* [STATED EXERCISE]:
Extract every one of the records below and copy each line without changing a single character.

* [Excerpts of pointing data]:
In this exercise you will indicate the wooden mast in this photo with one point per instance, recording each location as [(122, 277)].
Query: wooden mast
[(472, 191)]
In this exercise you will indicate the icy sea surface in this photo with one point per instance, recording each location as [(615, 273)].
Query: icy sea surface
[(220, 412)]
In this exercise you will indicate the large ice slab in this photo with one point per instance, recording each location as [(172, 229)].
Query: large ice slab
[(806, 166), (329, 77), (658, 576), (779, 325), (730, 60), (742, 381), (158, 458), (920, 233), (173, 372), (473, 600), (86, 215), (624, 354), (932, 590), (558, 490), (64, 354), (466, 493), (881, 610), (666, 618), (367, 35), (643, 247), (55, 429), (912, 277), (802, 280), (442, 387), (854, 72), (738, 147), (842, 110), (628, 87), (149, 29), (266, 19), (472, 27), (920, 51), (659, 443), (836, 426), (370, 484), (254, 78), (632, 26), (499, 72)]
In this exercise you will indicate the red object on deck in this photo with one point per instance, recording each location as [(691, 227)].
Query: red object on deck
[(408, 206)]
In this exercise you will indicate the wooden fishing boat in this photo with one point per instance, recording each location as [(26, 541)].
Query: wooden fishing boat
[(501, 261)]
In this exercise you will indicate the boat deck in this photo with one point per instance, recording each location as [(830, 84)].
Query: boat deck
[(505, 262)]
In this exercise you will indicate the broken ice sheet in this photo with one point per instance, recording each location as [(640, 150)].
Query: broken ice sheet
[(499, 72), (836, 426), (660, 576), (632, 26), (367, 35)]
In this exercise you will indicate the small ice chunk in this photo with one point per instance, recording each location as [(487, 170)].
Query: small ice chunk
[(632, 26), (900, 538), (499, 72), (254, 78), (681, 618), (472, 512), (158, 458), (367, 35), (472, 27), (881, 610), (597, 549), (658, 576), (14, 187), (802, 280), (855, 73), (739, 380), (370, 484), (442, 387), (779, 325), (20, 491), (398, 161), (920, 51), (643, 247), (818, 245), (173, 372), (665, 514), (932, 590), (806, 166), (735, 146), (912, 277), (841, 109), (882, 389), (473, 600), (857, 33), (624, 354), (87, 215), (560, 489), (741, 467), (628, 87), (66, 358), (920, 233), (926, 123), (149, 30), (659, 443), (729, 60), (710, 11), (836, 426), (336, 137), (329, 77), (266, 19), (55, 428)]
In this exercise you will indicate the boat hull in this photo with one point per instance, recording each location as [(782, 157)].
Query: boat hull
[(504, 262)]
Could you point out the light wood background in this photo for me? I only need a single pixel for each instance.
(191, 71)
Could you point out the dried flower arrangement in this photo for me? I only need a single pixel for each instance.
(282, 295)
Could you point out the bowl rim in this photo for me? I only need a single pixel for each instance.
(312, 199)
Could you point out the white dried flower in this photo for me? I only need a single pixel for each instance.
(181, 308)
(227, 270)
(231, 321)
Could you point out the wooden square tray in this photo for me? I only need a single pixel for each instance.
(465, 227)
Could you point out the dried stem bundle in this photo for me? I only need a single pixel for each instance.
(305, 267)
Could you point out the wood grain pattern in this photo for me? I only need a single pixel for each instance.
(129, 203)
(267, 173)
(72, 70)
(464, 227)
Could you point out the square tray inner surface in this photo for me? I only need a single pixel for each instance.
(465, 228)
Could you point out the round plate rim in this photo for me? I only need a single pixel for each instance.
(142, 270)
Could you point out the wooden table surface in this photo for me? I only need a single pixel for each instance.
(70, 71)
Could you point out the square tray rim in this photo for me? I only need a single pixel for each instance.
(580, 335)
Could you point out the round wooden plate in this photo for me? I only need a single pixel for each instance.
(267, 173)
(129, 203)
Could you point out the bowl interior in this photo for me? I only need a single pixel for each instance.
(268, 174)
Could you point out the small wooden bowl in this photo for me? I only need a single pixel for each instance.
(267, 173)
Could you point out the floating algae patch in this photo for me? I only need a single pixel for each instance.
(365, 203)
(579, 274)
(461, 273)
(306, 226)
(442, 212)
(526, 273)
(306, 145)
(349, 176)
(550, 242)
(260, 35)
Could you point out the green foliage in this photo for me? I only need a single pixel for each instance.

* [FINAL RESULT]:
In this exercise you will indicate the wooden mast in this photo with one point per instance, recording each location as [(122, 277)].
Query: wooden mast
[(472, 191)]
In this exercise you will indicate the icy sea surface in this photo with one point per instance, recording each location as [(615, 273)].
Query: icy sea surface
[(220, 412)]
In this exercise you will indicate the large ice slab in this photo with one point per instance, recording each location as [(172, 229)].
Query: large ice slab
[(806, 166), (329, 77), (658, 576), (779, 325), (730, 60), (742, 381), (158, 458), (920, 233), (173, 372), (473, 600), (86, 215), (624, 354), (932, 590), (558, 490), (64, 354), (466, 493), (881, 610), (666, 618), (367, 35), (643, 247), (55, 429), (912, 277), (802, 280), (442, 387), (854, 72), (738, 147), (842, 110), (628, 87), (149, 29), (266, 19), (472, 27), (920, 51), (659, 443), (836, 426), (370, 484), (254, 78), (632, 26), (499, 72)]
In this exercise you will indicate the red object on deck in this photo with one point per instance, recording each location as [(691, 227)].
Query: red object on deck
[(408, 206)]
In this exercise you will indicate the wooden fishing boat in this photo with one point per instance, recording each location as [(26, 541)].
Query: wooden fishing boat
[(501, 261)]
In this exercise you will indicate the boat deck in this photo with one point per instance, recording each location as [(830, 84)].
Query: boat deck
[(505, 262)]
In this exercise you will indicate the broken ice sheet in this photo with one point per instance, recording each location as [(640, 150)].
Query: broken ice sheet
[(499, 72), (836, 426), (660, 576), (632, 26), (367, 35)]
In this exercise you will indicate the small ice chunk in this photo with one point per instance, recording each location as [(487, 170)].
Query: small ice chunk
[(632, 26), (900, 538), (499, 72), (254, 78), (681, 618), (472, 512), (158, 458), (367, 35), (472, 27), (881, 610), (597, 549), (658, 576), (14, 187), (802, 280), (855, 73), (739, 380), (370, 484), (442, 387), (779, 325), (20, 491), (398, 161), (920, 51), (643, 247), (818, 245), (173, 372), (665, 514), (932, 590), (806, 166), (735, 146), (912, 277), (841, 109), (882, 389), (473, 600), (857, 33), (624, 354), (87, 215), (560, 489), (741, 467), (628, 87), (66, 358), (920, 233), (926, 123), (149, 30), (659, 443), (729, 60), (710, 11), (836, 426), (336, 137), (329, 77), (266, 19), (55, 428)]
In this exercise you will indicate the boat hull in this photo with one point per instance, recording each location as [(782, 157)].
Query: boat hull
[(504, 262)]
Could you point out the light wood background in this photo for me? I only need a single pixel for each instance.
(191, 71)
Could you point out the dried flower arrangement in this photo for me? I only need a single pixel for each instance.
(282, 295)
Could you point out the bowl rim in this photo for me? I only need a single pixel for each instance.
(312, 199)
Could you point out the white dried flower in this photo for me? I only need a single pixel for each instance.
(181, 308)
(227, 270)
(231, 321)
Could you point out the wooden square tray in this photo for me? I only need a single pixel for each instance.
(465, 227)
Could you point out the dried stem bundle in this photo for me? I only need a single pixel for each instance.
(305, 267)
Could you point out the wood grain pattern in this photo for me? I only need a single pixel for each instance.
(129, 203)
(267, 173)
(72, 70)
(464, 227)
Could you point out the square tray inner surface in this photo for me? I only need a single pixel for each instance.
(465, 228)
Could you point out the round plate rim in this photo for me? I only need a single pixel for each instance.
(142, 270)
Could you point out the wooden table surface in this photo for me? I only need a single pixel for each instance.
(70, 71)
Could you point out the square tray rim in this photo for me? I only need a single pixel for each instance.
(580, 335)
Could you point out the round wooden plate in this photo for me? I only need a single pixel for each instance.
(267, 173)
(129, 203)
Could you point out the bowl interior in this photo for me? I only need a single pixel for each instance.
(268, 174)
Could you point out the small wooden bowl in this photo for me? I only need a single pixel for each instance.
(267, 173)
Could you point out the floating algae patch in this photo for me? I only need a single pixel for each instance.
(365, 203)
(579, 274)
(461, 273)
(306, 226)
(442, 212)
(526, 273)
(306, 145)
(349, 176)
(550, 242)
(260, 35)
Could you point out the green foliage in this photo for me? I only need a single pixel for each instance.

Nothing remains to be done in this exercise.